- EXERCISE DESCRIPTION -
List every school at which, according to the Scheuer passage below, Scheuer earned a degree.

- SUPPLIED PASSAGE -
========================
Scheuer challenges the common assumption that terrorism is the threat facing the United States in the modern era, arguing rather that Islamist insurgency (and not "terrorism") is the core of the conflict between the U.S. and Islamist forces, who in places such as Kashmir, Xinjiang, and Chechnya are "struggling not just for independence but against institutionalized barbarism." Osama bin Laden acknowledged the book in a 2007 statement, suggesting that it revealed "the reasons for your losing the war against us".

In February 2009, Scheuer was fired from his position as a senior fellow of the Jamestown Foundation by the foundation's president. In December 2013 and January 2014, Scheuer was criticized for seeming to advise American citizens to seriously consider assassinating U.S. president Barack Obama. In September 2014, in addition to earlier "praise" received from al-Qaeda, the Islamic State issued a press release quoting Scheuer in order to appeal to an American audience. By 2019, Scheuer was endorsing QAnon conspiracy theories and advocating violence against various perceived enemies of Donald Trump, including former president Barack Obama, whom Scheuer falsely claimed was "Kenya-born."

==Biography==
Scheuer was born in Buffalo, New York, and graduated from Canisius College with a BA in history in 1974. He went on to earn an MA in American History from Niagara University in 1976 and another MA in American Canadian Relations from Carleton University in 1982. He also received a PhD in British Empire–U.S.–Canada–U.K. relations from the University of Manitoba in 1986.

Scheuer served in the CIA for 22 years before resigning in 2004. He was chief of the Bin Laden Issue Station at the CIA's Counterterrorism Center from 1996 to 1999, and worked as Special Adviser to the Chief of the bin Laden unit from September 2001 to November 2004. He is now known to have been the anonymous author of both the 2004 book Imperial Hubris: Why the West is Losing the War on Terror and the earlier anonymous work Through Our Enemies' Eyes: Osama bin Laden, Radical Islam, and the Future of America. After his anonymously published books were publicly associated with his name, he was mentioned by Osama bin Laden in his statement of September 7, 2007.

After leaving the CIA in 2004, Scheuer worked as a news analyst for CBS News and a terrorism analyst for the Jamestown Foundation's online publication Global Terrorism Analysis. He made radio and television appearances and taught a graduate-level course on al-Qaeda at Georgetown University. He also participates in conferences on terrorism and national security issues, such as the New America Foundation's December 2004 conference, "Al Qaeda 2.0: Transnational Terrorism After 9/11."

In 2009, Scheuer reported that he had lost his position as a Senior Fellow with the Jamestown Foundation, after "several major financial donors to Jamestown threatened to withdraw funding" if he continued in that role. The funding threats were pursuant to his criticism of Barack Obama's "dancing the Tel Aviv two-step" in allegedly kowtowing to the Israeli lobby, as well as Scheuer's disdaining of Obama's selection as Chief of Staff of Rahm Emanuel, "a U.S. citizen who during the 1991 Gulf War left America to serve in Israel's military."
========================
- RECORD SET -
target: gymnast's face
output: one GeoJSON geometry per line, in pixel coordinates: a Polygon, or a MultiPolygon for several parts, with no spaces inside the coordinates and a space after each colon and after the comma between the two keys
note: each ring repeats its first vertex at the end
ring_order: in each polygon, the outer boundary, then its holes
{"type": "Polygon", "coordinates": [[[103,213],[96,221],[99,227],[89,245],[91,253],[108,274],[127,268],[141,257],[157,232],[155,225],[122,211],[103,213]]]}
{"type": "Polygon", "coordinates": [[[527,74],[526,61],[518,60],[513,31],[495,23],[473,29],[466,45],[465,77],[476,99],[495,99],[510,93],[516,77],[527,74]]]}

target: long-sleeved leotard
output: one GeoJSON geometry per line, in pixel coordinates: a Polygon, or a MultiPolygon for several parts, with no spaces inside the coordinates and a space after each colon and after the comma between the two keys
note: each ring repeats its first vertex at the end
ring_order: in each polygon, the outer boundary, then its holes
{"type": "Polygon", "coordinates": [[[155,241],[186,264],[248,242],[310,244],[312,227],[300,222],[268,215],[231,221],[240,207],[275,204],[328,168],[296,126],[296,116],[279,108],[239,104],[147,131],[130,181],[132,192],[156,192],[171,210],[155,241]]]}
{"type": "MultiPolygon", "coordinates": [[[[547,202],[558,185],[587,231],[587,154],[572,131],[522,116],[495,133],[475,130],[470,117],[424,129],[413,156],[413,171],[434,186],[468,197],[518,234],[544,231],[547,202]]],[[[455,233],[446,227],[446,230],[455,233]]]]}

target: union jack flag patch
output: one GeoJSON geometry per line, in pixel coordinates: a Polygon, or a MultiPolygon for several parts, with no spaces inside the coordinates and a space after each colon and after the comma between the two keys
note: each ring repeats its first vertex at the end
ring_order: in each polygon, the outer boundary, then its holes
========================
- SOLVED PROBLEM -
Canisius College, Niagara University, Carleton University, University of Manitoba